TO DO
Retype the whole listing exactly.

= = = =

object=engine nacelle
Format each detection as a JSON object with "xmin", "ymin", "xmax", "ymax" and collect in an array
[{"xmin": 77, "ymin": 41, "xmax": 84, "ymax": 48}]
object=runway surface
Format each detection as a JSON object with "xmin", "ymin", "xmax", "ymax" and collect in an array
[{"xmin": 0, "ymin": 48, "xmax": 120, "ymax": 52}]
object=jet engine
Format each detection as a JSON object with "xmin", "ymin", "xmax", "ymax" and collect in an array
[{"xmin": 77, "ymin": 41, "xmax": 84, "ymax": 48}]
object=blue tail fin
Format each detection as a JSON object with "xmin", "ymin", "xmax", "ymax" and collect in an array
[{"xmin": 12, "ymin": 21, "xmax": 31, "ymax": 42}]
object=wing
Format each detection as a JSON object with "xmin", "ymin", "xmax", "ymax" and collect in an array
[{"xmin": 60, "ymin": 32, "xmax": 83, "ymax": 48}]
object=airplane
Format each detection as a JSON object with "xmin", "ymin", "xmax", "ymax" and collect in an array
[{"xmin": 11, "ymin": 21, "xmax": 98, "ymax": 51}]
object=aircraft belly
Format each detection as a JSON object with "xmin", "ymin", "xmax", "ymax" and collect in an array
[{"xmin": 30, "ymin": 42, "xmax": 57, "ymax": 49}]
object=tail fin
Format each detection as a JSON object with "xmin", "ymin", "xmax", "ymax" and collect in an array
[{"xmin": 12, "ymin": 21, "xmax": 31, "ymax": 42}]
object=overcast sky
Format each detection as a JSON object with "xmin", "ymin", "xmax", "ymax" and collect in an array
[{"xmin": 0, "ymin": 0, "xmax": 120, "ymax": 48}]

= = = =

RESPONSE BOX
object=engine nacelle
Format each detection as a JSON object with "xmin", "ymin", "xmax", "ymax" and collect in an array
[{"xmin": 77, "ymin": 41, "xmax": 84, "ymax": 48}]
object=runway surface
Format each detection as a JSON object with "xmin", "ymin", "xmax", "ymax" and collect in an array
[{"xmin": 0, "ymin": 48, "xmax": 120, "ymax": 52}]
object=jet engine
Format each detection as a JSON object with "xmin", "ymin", "xmax", "ymax" and collect in an array
[{"xmin": 77, "ymin": 41, "xmax": 84, "ymax": 48}]
object=blue tail fin
Format each detection as a JSON object with "xmin", "ymin", "xmax", "ymax" and collect in an array
[{"xmin": 12, "ymin": 21, "xmax": 31, "ymax": 42}]
object=wing
Format each detection as a JSON object with "xmin", "ymin", "xmax", "ymax" and collect in an array
[{"xmin": 60, "ymin": 32, "xmax": 83, "ymax": 48}]
object=airplane
Format each detection as a JSON object with "xmin", "ymin", "xmax", "ymax" and collect in an array
[{"xmin": 11, "ymin": 21, "xmax": 98, "ymax": 51}]
object=aircraft belly
Format each detection as a JSON object with "xmin", "ymin", "xmax", "ymax" and collect in an array
[{"xmin": 30, "ymin": 42, "xmax": 57, "ymax": 49}]
object=tail fin
Format each detection as a JSON object with "xmin", "ymin", "xmax", "ymax" and collect in an array
[{"xmin": 12, "ymin": 21, "xmax": 31, "ymax": 42}]
object=overcast sky
Format each detection as a JSON object with "xmin", "ymin", "xmax", "ymax" and collect in an array
[{"xmin": 0, "ymin": 0, "xmax": 120, "ymax": 48}]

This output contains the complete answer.